— Begin Available records —

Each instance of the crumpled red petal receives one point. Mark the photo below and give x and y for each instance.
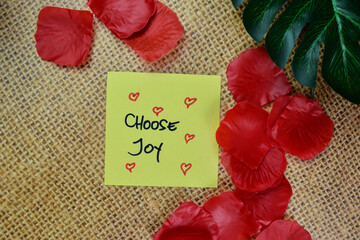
(125, 17)
(159, 36)
(189, 222)
(269, 172)
(254, 77)
(268, 205)
(302, 129)
(63, 36)
(242, 133)
(277, 108)
(284, 230)
(234, 220)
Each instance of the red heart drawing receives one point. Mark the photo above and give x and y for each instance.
(130, 166)
(157, 110)
(189, 137)
(185, 167)
(189, 101)
(134, 96)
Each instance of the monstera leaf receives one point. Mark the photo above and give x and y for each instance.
(336, 23)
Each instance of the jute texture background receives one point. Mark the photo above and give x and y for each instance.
(52, 134)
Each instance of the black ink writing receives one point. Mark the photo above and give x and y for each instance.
(149, 148)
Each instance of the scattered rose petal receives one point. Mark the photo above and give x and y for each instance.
(123, 17)
(234, 220)
(269, 172)
(302, 129)
(254, 77)
(284, 230)
(268, 205)
(159, 36)
(189, 222)
(277, 108)
(242, 133)
(63, 36)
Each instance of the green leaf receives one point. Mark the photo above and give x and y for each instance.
(237, 3)
(334, 22)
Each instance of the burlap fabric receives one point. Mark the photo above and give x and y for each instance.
(52, 134)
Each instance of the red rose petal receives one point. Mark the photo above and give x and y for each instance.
(254, 77)
(189, 222)
(269, 172)
(123, 17)
(242, 133)
(234, 220)
(268, 205)
(159, 36)
(277, 108)
(302, 129)
(284, 230)
(63, 36)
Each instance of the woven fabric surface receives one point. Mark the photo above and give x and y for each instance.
(52, 134)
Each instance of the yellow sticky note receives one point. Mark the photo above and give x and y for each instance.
(160, 129)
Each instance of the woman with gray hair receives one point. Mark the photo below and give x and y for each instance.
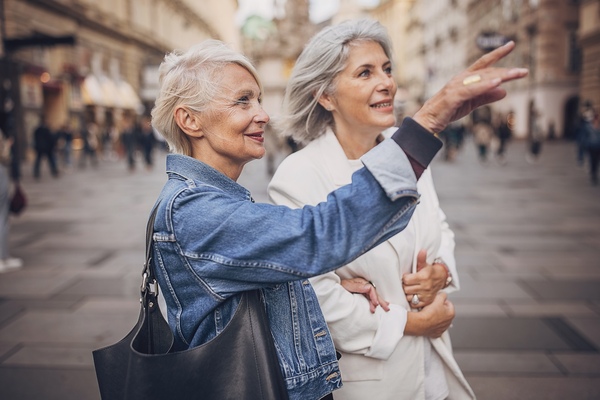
(212, 242)
(339, 103)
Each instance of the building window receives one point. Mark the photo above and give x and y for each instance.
(574, 55)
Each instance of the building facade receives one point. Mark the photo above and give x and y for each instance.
(589, 39)
(79, 61)
(557, 40)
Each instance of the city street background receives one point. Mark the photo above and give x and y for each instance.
(528, 251)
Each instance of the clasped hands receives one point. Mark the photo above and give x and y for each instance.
(436, 311)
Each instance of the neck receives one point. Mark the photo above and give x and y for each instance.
(356, 144)
(228, 168)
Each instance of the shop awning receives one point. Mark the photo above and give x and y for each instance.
(103, 91)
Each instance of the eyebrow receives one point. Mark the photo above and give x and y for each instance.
(388, 62)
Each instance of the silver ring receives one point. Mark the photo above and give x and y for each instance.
(415, 300)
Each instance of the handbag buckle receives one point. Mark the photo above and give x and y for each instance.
(146, 285)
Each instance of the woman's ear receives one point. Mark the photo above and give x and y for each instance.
(188, 122)
(326, 101)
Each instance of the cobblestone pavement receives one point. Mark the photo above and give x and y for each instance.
(528, 249)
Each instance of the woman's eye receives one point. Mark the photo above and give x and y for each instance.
(243, 100)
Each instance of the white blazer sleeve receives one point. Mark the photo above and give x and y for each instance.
(447, 243)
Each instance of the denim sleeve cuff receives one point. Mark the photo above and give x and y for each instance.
(392, 169)
(419, 144)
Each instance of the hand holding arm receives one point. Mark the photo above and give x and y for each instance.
(476, 86)
(361, 285)
(432, 320)
(426, 282)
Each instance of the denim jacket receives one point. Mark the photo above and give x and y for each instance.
(212, 242)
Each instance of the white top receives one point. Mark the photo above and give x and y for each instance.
(377, 359)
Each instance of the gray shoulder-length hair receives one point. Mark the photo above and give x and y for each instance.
(191, 79)
(322, 59)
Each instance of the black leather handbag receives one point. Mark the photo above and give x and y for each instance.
(238, 364)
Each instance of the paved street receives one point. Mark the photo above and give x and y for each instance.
(528, 250)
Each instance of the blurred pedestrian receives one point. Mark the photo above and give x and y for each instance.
(586, 117)
(7, 263)
(483, 133)
(44, 145)
(503, 133)
(129, 140)
(89, 136)
(65, 138)
(536, 138)
(452, 137)
(590, 131)
(147, 141)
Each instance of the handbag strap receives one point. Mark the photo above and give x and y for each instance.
(149, 284)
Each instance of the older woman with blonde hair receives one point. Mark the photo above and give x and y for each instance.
(212, 242)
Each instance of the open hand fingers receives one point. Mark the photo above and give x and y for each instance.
(492, 57)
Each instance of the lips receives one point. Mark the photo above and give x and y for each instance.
(383, 104)
(256, 136)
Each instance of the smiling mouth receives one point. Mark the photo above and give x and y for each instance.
(381, 105)
(256, 136)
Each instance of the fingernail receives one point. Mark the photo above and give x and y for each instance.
(518, 71)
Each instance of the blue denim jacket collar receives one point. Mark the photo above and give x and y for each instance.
(192, 169)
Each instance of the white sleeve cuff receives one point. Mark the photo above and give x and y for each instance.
(389, 333)
(390, 166)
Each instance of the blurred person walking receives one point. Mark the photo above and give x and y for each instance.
(590, 133)
(129, 140)
(483, 133)
(89, 136)
(7, 263)
(503, 133)
(65, 138)
(536, 138)
(44, 145)
(147, 141)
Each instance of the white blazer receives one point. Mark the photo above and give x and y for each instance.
(377, 359)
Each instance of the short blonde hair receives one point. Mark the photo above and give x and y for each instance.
(191, 79)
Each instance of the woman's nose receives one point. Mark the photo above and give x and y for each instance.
(262, 116)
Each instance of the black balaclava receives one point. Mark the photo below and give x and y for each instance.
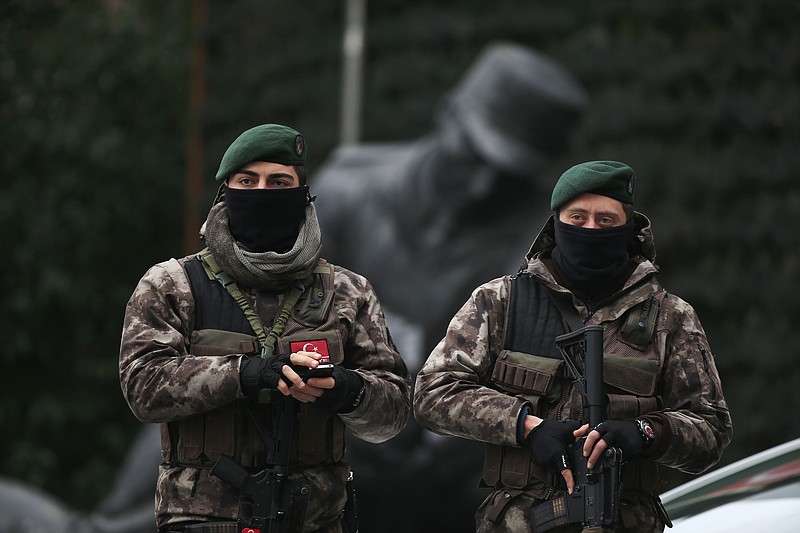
(592, 261)
(266, 220)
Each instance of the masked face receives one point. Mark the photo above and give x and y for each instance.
(265, 206)
(592, 240)
(266, 220)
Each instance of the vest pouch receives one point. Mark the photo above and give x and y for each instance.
(628, 406)
(639, 324)
(519, 372)
(312, 309)
(320, 436)
(635, 375)
(220, 342)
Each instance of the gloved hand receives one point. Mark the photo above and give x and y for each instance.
(346, 394)
(550, 441)
(256, 373)
(622, 434)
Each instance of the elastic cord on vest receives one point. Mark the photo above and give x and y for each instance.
(267, 340)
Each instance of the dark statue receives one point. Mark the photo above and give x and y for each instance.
(426, 222)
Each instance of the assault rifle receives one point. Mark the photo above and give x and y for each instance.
(269, 500)
(595, 500)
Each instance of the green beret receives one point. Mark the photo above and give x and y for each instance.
(607, 178)
(269, 142)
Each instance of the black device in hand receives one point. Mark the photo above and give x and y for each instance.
(323, 370)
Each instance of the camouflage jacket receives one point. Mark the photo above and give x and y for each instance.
(164, 382)
(455, 394)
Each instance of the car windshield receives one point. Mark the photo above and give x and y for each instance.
(769, 477)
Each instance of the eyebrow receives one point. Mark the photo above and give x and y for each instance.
(582, 211)
(271, 175)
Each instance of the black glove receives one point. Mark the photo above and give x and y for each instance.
(345, 395)
(256, 373)
(550, 441)
(622, 434)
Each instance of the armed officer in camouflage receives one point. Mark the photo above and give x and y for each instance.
(195, 328)
(497, 376)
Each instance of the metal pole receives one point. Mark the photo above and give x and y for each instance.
(353, 60)
(194, 130)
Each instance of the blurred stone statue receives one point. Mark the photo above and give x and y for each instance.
(419, 219)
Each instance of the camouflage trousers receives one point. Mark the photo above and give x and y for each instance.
(637, 515)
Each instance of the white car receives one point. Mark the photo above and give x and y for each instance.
(758, 493)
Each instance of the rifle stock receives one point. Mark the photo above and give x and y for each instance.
(595, 500)
(269, 499)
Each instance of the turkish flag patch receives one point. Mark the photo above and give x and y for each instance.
(320, 346)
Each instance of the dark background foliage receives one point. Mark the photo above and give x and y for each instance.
(701, 98)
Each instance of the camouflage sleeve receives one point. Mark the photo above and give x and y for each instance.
(159, 379)
(452, 395)
(695, 413)
(370, 351)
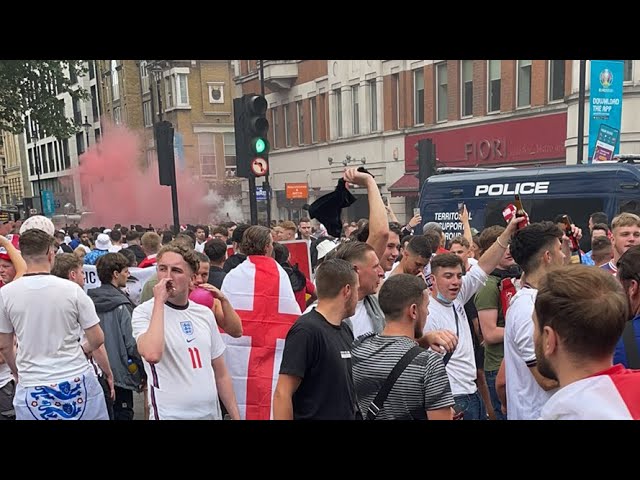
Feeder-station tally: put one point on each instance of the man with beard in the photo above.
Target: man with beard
(422, 390)
(315, 381)
(580, 313)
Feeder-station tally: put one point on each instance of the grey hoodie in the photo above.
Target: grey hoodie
(114, 309)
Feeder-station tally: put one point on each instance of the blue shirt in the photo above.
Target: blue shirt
(620, 355)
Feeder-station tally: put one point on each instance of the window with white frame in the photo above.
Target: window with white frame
(207, 154)
(144, 76)
(229, 154)
(117, 115)
(115, 83)
(441, 94)
(418, 97)
(628, 70)
(147, 114)
(314, 119)
(300, 114)
(287, 126)
(495, 75)
(337, 107)
(373, 104)
(355, 103)
(524, 83)
(556, 80)
(276, 126)
(466, 88)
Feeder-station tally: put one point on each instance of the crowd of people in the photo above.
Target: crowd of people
(392, 322)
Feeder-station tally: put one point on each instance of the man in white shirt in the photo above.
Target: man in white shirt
(181, 346)
(580, 313)
(451, 290)
(536, 248)
(44, 312)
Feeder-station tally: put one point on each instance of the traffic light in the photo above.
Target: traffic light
(426, 160)
(163, 132)
(251, 127)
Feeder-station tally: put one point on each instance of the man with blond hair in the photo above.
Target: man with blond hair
(626, 233)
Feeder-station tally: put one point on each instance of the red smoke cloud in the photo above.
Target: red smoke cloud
(116, 190)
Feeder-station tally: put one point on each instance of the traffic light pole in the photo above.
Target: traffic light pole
(265, 184)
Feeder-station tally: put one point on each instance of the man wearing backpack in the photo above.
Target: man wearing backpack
(492, 301)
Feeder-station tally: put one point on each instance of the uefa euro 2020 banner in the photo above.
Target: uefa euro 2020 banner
(605, 109)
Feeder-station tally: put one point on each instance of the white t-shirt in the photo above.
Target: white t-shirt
(525, 397)
(182, 384)
(361, 321)
(45, 311)
(461, 368)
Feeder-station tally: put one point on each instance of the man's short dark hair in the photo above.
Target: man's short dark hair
(109, 263)
(64, 264)
(35, 243)
(585, 306)
(215, 249)
(398, 292)
(528, 242)
(419, 245)
(446, 260)
(332, 275)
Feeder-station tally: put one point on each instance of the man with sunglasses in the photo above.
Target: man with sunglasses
(628, 273)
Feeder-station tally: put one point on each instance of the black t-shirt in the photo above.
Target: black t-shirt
(320, 353)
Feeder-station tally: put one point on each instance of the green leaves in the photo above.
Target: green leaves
(38, 88)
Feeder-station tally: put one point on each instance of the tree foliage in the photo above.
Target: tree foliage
(37, 88)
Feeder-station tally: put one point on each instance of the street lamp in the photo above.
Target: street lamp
(34, 136)
(87, 128)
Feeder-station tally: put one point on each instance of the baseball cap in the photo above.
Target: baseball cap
(15, 241)
(40, 222)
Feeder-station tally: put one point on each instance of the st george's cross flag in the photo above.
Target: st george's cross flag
(613, 394)
(260, 292)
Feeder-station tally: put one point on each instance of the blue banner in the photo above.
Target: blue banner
(48, 205)
(605, 109)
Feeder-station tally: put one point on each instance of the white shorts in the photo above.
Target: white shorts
(80, 398)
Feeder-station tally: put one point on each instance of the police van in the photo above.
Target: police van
(577, 190)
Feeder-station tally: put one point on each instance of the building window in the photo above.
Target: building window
(441, 94)
(373, 104)
(207, 152)
(355, 103)
(117, 115)
(115, 84)
(144, 76)
(300, 112)
(495, 68)
(314, 119)
(524, 83)
(229, 154)
(338, 109)
(466, 80)
(94, 102)
(287, 126)
(556, 80)
(147, 114)
(628, 70)
(276, 126)
(418, 96)
(395, 101)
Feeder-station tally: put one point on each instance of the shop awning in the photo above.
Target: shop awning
(405, 186)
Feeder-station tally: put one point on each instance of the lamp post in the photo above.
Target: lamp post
(87, 128)
(34, 136)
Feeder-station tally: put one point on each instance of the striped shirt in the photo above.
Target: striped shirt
(423, 385)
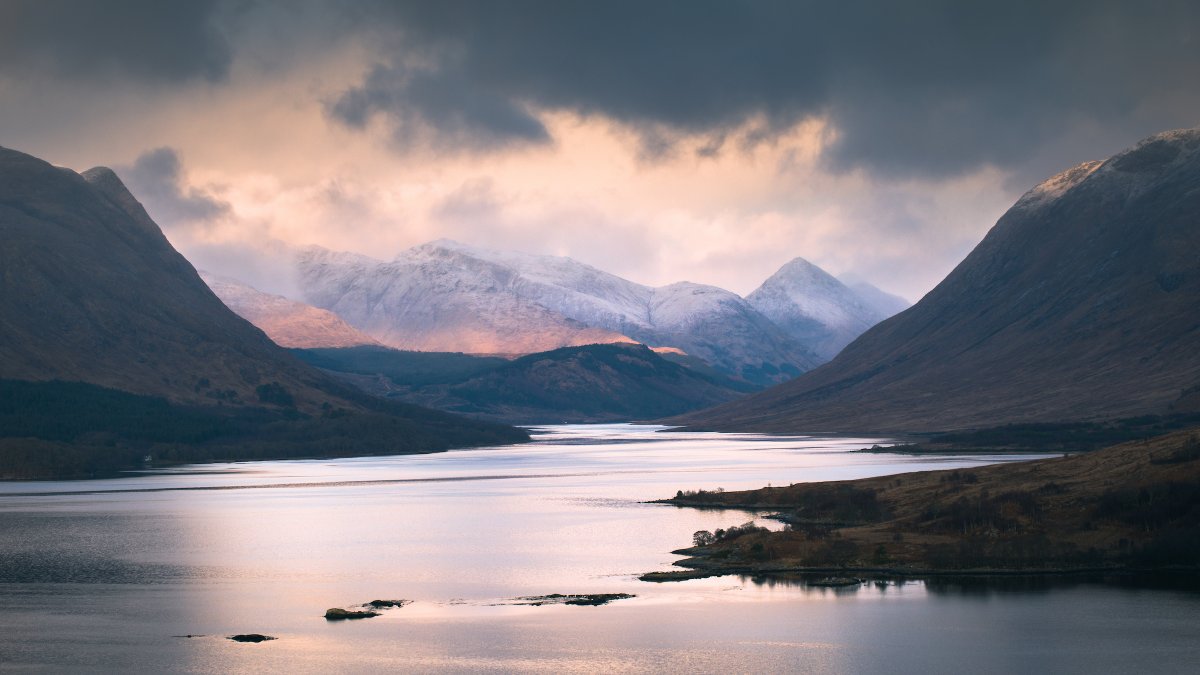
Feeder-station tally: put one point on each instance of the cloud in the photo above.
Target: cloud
(929, 87)
(439, 108)
(157, 180)
(144, 40)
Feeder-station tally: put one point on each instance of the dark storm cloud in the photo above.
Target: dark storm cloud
(157, 180)
(423, 103)
(929, 87)
(145, 40)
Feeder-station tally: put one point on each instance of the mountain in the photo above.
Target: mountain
(615, 382)
(447, 296)
(880, 302)
(113, 348)
(288, 323)
(433, 299)
(814, 308)
(1079, 304)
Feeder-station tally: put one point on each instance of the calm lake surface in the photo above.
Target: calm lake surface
(103, 574)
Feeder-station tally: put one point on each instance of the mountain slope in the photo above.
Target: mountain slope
(591, 383)
(437, 300)
(882, 303)
(288, 323)
(1079, 304)
(445, 296)
(100, 311)
(814, 308)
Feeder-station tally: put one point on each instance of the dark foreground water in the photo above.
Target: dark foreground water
(105, 574)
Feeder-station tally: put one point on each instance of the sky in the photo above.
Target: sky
(661, 141)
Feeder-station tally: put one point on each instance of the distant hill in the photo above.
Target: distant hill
(288, 323)
(1080, 304)
(816, 309)
(112, 348)
(881, 302)
(616, 382)
(448, 297)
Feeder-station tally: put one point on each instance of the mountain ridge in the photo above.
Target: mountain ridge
(1079, 304)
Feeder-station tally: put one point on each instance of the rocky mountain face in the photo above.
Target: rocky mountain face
(815, 308)
(113, 348)
(1079, 304)
(447, 296)
(591, 383)
(288, 323)
(880, 302)
(94, 292)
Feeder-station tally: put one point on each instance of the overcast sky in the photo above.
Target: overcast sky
(697, 141)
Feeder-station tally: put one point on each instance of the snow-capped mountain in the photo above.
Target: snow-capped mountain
(445, 296)
(815, 308)
(288, 323)
(881, 302)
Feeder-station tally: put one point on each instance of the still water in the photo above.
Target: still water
(105, 574)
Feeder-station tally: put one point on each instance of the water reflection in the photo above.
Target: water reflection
(112, 569)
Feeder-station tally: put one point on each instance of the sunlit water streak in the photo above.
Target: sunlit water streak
(101, 574)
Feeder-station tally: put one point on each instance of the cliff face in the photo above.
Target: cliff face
(1079, 304)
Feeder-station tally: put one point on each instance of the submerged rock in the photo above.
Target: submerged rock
(339, 614)
(580, 599)
(249, 638)
(835, 581)
(383, 604)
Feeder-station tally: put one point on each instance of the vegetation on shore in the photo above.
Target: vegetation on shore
(1044, 437)
(1133, 506)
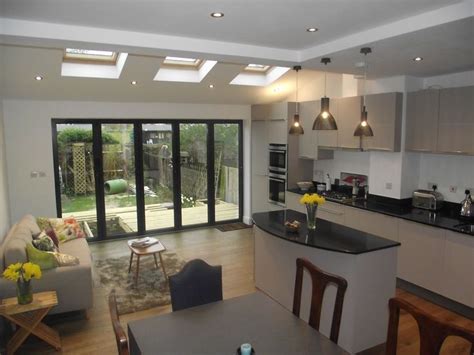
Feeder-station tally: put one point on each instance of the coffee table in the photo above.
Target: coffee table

— End Available records —

§ **Exercise brief**: Beginning at the line with "mountain face in the photo above." and ending at the last line of the listing above, retype each line exactly, including those two lines. Leave the pictures out.

§ **Answer to this task**:
Feeder-station tally: put one point on each instance of the rocky mountain face in the photo above.
Target: rocky mountain face
(815, 308)
(113, 348)
(1079, 304)
(447, 296)
(591, 383)
(288, 323)
(880, 302)
(94, 292)
Feeder-station tally: put one point on each instance of the overcast sky in the photo above.
Target: overcast sky
(697, 141)
Feeder-station tally: put one point on each instance of the snow-capped mountain in the photo above.
Target: snow-capped mountain
(445, 296)
(815, 308)
(288, 323)
(881, 302)
Feeder-station tally: put one point on each instance of the still water in the photo above.
Target: still water
(105, 574)
Feeder-station tally: put one point on each instance of the water reflection in the photo above.
Target: water reflection
(112, 569)
Feeder-station tally: put one point on each instance of the sunlit water streak in the photo above.
Target: sunlit water streak
(101, 574)
Feeder-station tally: put one point on each instance of the cliff face in the photo above.
Target: cliff face
(1079, 304)
Feeder-station tally: put one point on each instance of the submerged rock in the photo above.
Target: submerged rock
(339, 614)
(580, 599)
(249, 638)
(835, 581)
(383, 604)
Feeder-station tally: put one point on each instance of the vegetation on shore in the photo above.
Target: vegetation on shore
(1044, 437)
(1133, 506)
Feeder-station tally: put one point on each instance of the coffee table in the photo above.
Target: coffee table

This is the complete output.